7.2 Module Loading
Module-loading operations rely on
attributes of the built-in sys module (covered in
Chapter 8). The module-loading process described
here is carried out by built-in function _ _import_
_. Your code can call _ _import_ _
directly, with the module name string as an argument. _
_import_ _ returns the module object or raises
ImportError if the import
fails.
To import a module named
M, _ _import_ _ first
checks dictionary sys.modules, using string
M as the key. When key
M is in the dictionary, _
_import_ _ returns the corresponding value as the requested
module object. Otherwise, _ _import_ _ binds
sys.modules[M]
to a new empty module object with a _ _name_ _ of
M, then looks for the right way to
initialize (load) the module, as covered in Section 7.2.2 later in this section.
Thanks to this mechanism, the loading operation takes place only the
first time a module is imported in a given run of the program. When a
module is imported again, the module is not reloaded, since
_ _import_ _ finds and returns the
module's entry in sys.modules.
Thus, all imports of a module after the first one are extremely fast
because they're just dictionary lookups.
7.2.1 Built-in Modules
When a
module is loaded, _ _import_ _ first checks
whether the module is built-in. Built-in modules are listed in tuple
sys.builtin_module_names, but rebinding that tuple
does not affect module loading. A built-in module, like any other
Python extension, is initialized by calling the
module's initialization function. The search for
built-in modules also finds frozen modules and modules in
platform-specific locations (e.g., resources on the Mac, the Registry
in Windows).

_ _ _ _ _ _ _

- **Requests**
A: In the module-loading text, which tuple lists the built-in modules?
B: Reproduce verbatim everything in the module-loading text from "7.2.1 Built-in Modules" down to "in Windows).".
The lines of the collection have no connection to the module-loading text.

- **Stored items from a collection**
_ _ _ _ _ _ _

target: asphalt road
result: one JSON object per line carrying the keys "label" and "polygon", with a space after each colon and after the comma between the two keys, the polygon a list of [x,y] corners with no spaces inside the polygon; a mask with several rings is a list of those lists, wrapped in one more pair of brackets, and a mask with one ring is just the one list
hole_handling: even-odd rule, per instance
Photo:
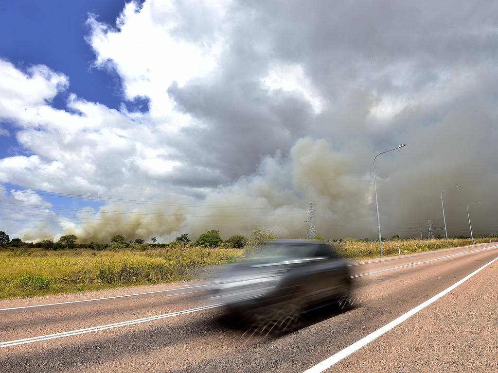
{"label": "asphalt road", "polygon": [[356,306],[279,337],[241,338],[199,282],[2,301],[0,372],[497,372],[496,245],[352,263]]}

_ _ _ _ _ _ _

- **Responses**
A: sys.builtin_module_names

B:
7.2.1 Built-in Modules
When a
module is loaded, _ _import_ _ first checks
whether the module is built-in. Built-in modules are listed in tuple
sys.builtin_module_names, but rebinding that tuple
does not affect module loading. A built-in module, like any other
Python extension, is initialized by calling the
module's initialization function. The search for
built-in modules also finds frozen modules and modules in
platform-specific locations (e.g., resources on the Mac, the Registry
in Windows).